### Data for the task ###

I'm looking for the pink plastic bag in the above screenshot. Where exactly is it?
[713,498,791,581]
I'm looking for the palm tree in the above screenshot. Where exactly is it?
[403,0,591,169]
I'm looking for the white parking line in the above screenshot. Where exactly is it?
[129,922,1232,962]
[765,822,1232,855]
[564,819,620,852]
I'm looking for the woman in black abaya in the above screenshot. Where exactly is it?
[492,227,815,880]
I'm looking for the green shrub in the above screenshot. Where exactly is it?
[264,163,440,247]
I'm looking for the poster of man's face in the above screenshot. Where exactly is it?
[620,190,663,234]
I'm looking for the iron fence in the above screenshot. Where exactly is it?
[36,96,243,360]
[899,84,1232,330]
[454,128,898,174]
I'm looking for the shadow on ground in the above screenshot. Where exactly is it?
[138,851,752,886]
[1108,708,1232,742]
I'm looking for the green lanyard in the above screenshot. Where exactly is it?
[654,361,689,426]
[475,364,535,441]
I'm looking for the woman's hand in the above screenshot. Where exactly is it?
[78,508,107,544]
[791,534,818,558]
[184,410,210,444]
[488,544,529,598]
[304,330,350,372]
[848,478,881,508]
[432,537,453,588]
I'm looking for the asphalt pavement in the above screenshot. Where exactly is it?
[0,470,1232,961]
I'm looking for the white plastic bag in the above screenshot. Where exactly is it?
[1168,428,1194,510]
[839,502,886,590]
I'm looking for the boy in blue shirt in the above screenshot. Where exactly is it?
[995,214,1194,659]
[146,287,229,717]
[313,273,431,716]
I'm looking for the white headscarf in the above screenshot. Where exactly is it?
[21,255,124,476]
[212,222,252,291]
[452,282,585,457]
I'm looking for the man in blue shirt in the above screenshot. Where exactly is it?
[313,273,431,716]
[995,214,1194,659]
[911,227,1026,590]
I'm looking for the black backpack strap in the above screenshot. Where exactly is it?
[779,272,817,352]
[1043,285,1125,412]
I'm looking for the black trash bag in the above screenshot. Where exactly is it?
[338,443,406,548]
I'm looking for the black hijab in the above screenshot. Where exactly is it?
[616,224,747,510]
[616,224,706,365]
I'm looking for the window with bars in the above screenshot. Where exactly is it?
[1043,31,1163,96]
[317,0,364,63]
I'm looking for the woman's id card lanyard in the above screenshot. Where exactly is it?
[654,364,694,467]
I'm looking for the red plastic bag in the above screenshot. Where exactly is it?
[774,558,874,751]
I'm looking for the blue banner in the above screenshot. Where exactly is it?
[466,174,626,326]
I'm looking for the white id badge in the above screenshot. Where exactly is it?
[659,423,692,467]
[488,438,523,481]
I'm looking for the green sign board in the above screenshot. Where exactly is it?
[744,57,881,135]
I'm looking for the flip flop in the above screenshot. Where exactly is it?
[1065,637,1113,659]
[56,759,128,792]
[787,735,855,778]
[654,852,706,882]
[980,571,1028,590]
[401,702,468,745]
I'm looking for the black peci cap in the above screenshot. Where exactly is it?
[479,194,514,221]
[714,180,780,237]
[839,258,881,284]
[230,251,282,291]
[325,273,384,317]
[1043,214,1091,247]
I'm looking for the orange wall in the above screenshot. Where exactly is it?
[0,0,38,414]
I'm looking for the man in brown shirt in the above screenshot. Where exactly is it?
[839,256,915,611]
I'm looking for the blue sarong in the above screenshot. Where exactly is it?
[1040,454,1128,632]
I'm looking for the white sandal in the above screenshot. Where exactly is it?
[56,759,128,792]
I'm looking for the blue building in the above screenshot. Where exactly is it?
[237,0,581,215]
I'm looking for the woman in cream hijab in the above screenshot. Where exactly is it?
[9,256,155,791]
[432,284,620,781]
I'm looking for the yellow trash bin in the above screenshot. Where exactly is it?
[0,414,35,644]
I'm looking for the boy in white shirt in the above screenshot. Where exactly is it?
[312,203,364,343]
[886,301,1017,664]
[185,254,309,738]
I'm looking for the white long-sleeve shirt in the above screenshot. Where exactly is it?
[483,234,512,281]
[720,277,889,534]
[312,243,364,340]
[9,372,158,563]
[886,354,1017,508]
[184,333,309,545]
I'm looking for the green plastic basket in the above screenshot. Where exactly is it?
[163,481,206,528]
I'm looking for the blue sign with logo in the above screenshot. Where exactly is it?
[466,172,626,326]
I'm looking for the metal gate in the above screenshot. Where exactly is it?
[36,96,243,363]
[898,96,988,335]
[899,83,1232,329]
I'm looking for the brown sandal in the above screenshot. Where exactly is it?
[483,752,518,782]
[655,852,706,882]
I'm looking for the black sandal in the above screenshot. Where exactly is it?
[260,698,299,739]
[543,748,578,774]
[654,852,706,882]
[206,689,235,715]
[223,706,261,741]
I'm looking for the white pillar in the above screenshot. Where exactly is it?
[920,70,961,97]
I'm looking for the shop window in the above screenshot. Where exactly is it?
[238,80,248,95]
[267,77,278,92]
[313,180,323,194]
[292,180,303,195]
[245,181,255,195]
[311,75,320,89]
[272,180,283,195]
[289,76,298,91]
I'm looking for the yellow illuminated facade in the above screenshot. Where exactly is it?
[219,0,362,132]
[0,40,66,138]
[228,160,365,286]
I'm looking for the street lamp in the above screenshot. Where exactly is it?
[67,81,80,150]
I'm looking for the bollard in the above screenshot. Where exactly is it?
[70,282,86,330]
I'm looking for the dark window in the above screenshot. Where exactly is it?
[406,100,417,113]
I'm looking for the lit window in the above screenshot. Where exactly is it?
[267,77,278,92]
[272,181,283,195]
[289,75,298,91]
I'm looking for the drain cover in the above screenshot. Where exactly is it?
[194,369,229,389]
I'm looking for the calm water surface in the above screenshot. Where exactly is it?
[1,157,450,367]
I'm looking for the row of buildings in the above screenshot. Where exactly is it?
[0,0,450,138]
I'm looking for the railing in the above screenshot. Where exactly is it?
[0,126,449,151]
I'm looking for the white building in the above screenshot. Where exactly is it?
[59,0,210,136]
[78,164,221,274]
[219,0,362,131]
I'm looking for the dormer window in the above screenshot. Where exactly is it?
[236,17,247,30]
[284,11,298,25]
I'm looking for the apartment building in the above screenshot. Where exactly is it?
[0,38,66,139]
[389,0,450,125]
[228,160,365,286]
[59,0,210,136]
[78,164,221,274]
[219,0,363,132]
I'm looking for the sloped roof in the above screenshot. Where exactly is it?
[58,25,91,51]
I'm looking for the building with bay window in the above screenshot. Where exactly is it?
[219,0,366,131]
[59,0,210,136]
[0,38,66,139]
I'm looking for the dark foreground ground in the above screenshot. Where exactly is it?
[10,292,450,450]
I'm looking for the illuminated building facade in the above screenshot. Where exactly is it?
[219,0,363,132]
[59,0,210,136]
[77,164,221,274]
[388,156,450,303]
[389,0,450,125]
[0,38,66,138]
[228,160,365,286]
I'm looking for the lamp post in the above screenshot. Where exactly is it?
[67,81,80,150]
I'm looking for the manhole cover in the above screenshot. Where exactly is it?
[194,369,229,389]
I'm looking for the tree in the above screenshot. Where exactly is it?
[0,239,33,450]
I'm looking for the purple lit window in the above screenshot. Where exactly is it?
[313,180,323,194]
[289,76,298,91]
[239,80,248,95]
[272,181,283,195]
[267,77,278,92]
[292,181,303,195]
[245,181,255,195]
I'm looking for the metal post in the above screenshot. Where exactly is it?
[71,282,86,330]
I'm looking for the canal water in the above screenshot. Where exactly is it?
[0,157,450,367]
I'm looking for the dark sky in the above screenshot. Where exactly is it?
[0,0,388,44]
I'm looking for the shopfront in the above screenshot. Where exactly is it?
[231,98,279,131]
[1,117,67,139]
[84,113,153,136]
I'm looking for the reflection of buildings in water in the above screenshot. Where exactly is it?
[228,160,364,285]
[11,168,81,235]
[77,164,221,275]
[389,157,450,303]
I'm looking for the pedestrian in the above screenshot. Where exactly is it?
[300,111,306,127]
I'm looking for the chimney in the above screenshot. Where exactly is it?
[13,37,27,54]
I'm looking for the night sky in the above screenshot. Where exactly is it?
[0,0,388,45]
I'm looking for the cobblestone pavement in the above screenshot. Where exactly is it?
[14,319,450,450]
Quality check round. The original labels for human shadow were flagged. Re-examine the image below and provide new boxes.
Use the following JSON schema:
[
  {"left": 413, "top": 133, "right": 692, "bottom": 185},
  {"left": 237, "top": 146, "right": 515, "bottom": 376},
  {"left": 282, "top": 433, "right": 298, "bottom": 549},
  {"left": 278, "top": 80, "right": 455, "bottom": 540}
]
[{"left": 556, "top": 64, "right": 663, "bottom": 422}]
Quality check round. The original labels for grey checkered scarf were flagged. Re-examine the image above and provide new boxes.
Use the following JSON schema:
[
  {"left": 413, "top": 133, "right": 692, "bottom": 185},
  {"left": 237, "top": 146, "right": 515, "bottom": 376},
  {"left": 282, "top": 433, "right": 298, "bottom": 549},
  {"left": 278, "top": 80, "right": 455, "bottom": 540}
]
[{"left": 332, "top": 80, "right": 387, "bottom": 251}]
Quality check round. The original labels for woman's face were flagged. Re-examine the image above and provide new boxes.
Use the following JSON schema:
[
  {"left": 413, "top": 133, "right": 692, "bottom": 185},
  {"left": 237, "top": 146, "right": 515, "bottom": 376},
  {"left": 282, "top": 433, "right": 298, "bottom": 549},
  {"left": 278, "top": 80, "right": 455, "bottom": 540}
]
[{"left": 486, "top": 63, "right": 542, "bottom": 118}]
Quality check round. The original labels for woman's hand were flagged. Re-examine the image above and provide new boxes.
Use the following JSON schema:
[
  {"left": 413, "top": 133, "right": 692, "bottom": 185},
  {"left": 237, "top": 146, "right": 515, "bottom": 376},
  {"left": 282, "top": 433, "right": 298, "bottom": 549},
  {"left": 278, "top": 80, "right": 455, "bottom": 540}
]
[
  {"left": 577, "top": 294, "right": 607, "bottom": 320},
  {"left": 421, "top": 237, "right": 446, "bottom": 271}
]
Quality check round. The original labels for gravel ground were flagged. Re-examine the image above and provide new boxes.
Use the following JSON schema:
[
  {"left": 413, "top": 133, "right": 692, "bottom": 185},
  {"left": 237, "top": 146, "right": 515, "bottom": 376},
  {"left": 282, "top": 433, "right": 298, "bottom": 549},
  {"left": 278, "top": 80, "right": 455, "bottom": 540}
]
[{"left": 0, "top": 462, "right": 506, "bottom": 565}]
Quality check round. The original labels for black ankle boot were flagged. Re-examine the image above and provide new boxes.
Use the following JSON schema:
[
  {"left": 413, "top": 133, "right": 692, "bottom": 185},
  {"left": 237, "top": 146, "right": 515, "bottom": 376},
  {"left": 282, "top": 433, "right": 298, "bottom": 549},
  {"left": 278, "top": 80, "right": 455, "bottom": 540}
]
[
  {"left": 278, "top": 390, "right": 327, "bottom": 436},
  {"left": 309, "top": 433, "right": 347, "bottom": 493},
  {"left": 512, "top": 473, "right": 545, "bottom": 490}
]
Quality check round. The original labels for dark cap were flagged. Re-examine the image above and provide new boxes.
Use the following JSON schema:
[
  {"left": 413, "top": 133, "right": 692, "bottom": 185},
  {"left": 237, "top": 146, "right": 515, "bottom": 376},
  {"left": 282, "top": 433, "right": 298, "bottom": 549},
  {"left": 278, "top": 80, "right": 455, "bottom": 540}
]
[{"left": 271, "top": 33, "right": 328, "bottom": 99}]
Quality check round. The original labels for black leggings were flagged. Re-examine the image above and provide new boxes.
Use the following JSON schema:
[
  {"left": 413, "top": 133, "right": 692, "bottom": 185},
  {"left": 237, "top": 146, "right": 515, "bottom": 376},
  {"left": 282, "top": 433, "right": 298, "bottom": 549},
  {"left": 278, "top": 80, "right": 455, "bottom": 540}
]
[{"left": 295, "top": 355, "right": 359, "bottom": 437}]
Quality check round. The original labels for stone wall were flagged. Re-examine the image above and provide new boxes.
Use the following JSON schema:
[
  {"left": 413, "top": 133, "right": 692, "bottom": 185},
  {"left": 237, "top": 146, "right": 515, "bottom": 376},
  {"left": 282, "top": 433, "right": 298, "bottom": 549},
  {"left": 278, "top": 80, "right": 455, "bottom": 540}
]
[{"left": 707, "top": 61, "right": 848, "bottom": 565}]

###

◆ **Direction**:
Please rewrite the data starting with the line with "I'm looking for the orange" and going on through the line with "[163,481,206,528]", keeping every request line as is. Multiply each box coordinate in the answers by 1.55 and round it to a whole number, halves up.

◆ **Response**:
I'm looking for the orange wall in the above screenshot. Where exactly is it?
[0,0,59,642]
I'm looking for the man in brown shirt in the above screenshot. Where exactly is it?
[1300,397,1418,947]
I'm looking for the blue sarong in the above screenshot. Where exactly is it?
[1612,704,1748,980]
I'm looking for the white sandal in the above screenshot. Where exactly is it?
[87,1176,198,1228]
I'm looking for the blue building in the above screenshot. Where exactly is it?
[367,0,901,333]
I'm looking for the woman in cream hijab in the above screenshot. Where exactly is it?
[14,397,240,1226]
[670,440,961,1211]
I'm looking for the yellow trash bin in the above screenshot. Where exactly is it?
[0,642,54,998]
I'm looking for the boy in white shirt in the above screenshot. Where exactly is it?
[484,315,564,532]
[1373,467,1576,1029]
[287,394,479,1144]
I'm looking for the white long-sleeve shirt in the above screenshot. Where exactly is it?
[749,363,794,436]
[1116,429,1378,828]
[484,377,564,527]
[14,577,245,873]
[1373,549,1576,787]
[285,516,479,845]
I'm looking for the green plastic basket in the above screenshot. Where exactly is it?
[253,746,319,818]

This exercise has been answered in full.